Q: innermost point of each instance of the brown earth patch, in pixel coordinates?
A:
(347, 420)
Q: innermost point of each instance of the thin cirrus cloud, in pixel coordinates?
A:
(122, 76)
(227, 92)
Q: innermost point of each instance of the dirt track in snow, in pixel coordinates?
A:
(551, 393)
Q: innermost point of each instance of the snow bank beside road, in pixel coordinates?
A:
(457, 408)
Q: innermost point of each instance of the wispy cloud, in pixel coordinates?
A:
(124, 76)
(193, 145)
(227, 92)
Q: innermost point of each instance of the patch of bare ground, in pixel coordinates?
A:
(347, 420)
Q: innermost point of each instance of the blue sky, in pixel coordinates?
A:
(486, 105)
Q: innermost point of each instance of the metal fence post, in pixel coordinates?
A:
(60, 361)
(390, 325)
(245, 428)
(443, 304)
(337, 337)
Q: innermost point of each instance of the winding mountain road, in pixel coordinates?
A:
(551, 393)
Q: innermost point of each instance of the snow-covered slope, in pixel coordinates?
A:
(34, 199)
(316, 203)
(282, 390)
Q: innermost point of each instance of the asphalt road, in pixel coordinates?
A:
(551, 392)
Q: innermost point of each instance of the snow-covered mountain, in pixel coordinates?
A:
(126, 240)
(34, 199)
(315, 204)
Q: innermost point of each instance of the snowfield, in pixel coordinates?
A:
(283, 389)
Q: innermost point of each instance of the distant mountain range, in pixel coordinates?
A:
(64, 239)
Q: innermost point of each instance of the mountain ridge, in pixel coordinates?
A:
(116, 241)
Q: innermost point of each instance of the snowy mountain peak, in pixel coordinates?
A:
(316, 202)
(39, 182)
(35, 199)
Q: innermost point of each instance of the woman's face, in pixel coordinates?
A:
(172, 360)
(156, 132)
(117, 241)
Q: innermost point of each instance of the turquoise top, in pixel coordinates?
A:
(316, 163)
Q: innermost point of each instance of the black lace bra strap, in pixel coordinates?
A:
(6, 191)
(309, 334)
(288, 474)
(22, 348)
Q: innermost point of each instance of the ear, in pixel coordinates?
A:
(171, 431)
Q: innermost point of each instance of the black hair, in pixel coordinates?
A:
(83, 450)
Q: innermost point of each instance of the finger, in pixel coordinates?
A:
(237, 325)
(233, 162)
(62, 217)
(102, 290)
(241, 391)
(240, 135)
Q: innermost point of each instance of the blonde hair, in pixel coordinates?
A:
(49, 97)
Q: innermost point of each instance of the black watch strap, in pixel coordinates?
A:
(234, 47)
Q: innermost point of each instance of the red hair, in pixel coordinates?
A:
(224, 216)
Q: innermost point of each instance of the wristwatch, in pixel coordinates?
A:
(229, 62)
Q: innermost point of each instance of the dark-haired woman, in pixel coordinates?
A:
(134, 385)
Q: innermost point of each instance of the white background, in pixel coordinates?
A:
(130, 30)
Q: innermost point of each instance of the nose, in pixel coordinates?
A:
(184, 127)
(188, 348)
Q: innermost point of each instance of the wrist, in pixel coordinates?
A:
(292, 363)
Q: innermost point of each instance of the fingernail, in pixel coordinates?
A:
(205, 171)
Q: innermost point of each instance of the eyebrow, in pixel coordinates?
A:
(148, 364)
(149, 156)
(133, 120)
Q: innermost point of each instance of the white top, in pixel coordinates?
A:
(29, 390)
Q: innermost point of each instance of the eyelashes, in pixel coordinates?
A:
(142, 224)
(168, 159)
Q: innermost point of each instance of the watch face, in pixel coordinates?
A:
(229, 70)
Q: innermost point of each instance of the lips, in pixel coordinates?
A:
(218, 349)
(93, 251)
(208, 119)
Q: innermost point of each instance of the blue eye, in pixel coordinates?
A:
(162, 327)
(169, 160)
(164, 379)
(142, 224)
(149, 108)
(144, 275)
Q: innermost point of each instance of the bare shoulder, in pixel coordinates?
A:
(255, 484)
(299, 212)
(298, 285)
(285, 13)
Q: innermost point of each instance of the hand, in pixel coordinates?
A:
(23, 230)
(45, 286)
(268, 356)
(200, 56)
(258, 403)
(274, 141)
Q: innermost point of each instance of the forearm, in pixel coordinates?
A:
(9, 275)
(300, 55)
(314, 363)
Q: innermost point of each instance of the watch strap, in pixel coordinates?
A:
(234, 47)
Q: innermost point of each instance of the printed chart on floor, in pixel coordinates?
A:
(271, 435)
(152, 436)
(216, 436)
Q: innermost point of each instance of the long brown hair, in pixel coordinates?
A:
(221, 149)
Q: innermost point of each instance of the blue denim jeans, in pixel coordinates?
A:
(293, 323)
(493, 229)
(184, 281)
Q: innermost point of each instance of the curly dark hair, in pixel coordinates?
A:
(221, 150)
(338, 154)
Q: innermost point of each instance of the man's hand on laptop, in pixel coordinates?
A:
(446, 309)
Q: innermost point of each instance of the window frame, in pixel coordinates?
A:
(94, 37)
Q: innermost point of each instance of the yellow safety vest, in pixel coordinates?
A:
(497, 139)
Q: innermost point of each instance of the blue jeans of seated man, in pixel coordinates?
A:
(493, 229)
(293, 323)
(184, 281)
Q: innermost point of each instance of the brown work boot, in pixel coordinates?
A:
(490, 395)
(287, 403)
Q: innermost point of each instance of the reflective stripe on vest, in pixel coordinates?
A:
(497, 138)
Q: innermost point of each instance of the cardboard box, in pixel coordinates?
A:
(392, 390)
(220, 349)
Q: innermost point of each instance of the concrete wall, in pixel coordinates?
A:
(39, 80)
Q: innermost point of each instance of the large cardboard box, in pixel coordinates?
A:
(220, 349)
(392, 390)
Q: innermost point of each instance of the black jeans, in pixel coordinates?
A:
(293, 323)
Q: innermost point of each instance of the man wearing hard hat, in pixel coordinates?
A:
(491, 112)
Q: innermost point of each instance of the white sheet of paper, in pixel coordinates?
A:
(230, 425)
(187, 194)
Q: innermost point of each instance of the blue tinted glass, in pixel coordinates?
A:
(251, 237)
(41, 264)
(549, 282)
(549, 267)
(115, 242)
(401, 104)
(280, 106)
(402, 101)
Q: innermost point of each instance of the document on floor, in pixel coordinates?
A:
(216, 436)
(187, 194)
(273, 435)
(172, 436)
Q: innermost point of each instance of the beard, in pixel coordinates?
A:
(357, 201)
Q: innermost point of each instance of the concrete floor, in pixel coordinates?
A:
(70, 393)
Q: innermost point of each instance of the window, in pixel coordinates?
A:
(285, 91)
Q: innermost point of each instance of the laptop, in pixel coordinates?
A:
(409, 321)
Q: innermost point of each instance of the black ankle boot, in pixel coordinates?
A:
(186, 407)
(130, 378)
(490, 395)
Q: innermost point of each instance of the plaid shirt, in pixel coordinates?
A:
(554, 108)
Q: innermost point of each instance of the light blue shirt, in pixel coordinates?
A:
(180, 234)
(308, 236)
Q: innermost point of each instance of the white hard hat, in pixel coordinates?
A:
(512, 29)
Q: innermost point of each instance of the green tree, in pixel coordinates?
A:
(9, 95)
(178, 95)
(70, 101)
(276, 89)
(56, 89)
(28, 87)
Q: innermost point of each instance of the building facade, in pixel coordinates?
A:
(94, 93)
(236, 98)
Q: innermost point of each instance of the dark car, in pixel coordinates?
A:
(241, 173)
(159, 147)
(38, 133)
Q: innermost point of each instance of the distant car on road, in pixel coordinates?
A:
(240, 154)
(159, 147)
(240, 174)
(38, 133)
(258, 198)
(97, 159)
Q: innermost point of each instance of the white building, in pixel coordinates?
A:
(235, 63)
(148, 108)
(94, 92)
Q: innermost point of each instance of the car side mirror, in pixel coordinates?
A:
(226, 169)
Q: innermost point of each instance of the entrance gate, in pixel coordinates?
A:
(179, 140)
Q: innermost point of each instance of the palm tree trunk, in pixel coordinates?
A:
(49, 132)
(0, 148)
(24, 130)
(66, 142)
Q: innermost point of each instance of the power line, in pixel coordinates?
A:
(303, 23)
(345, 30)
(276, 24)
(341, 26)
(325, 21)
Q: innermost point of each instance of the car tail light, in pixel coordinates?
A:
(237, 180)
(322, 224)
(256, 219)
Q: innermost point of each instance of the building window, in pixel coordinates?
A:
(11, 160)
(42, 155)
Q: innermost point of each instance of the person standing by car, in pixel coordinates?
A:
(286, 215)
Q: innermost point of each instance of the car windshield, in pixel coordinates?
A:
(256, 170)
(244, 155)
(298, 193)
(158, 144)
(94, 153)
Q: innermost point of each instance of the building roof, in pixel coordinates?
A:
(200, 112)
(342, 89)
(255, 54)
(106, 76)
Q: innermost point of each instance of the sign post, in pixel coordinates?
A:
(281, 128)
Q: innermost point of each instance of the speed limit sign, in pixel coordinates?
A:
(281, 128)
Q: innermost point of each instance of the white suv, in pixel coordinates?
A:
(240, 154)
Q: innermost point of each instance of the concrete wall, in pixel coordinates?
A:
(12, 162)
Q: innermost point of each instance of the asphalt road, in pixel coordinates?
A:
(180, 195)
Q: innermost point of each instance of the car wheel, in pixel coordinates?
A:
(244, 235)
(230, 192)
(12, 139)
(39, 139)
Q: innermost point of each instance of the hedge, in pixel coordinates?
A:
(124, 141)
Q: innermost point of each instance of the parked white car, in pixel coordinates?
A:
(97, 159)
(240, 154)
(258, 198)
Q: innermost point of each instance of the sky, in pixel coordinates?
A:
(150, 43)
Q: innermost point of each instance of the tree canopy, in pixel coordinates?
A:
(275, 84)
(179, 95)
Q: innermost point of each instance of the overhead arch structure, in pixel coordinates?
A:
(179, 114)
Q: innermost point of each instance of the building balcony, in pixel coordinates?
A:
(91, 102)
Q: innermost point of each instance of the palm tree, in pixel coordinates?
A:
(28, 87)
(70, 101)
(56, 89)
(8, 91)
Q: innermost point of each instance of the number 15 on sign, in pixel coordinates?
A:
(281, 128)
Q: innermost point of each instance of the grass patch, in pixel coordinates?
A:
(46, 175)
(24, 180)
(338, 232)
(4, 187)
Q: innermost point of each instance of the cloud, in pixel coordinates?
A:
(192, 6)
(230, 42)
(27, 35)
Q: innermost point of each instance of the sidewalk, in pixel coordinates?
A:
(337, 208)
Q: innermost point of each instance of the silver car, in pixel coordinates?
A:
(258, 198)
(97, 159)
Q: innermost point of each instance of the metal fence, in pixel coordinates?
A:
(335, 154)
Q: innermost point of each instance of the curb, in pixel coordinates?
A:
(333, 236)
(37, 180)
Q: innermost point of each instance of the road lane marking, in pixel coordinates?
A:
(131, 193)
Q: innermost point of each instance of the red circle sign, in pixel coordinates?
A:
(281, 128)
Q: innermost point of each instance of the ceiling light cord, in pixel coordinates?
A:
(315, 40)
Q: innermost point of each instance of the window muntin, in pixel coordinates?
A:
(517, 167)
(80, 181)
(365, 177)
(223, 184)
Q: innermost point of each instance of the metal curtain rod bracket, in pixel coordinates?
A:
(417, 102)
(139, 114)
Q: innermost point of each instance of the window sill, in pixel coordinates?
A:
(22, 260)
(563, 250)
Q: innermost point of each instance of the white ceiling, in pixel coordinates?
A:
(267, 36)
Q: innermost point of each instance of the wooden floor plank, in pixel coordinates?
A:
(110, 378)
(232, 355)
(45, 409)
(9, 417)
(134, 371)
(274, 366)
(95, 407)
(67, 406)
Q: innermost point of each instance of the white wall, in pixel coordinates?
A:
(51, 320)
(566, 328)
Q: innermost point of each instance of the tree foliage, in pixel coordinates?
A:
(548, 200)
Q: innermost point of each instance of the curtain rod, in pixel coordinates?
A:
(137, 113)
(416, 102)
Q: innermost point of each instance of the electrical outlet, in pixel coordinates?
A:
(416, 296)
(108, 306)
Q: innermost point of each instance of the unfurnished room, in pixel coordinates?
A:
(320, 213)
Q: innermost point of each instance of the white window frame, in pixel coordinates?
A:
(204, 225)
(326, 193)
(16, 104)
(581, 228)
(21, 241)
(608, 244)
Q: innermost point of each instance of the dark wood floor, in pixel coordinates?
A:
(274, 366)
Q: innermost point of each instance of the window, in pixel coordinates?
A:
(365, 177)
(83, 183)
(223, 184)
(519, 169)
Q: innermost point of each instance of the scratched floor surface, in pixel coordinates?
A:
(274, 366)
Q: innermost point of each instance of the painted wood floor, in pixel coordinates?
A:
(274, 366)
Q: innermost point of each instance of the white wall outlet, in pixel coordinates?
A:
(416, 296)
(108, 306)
################
Search the data for "wall". Copy each line that has it.

Q: innermost point of each instance of the concrete wall, in pixel coordinates?
Q: innermost point of each instance of the concrete wall, in pixel coordinates?
Q: innermost point of each instance of the white wall, in pixel coordinates?
Q: innermost point of each instance of the white wall outlet, in pixel coordinates?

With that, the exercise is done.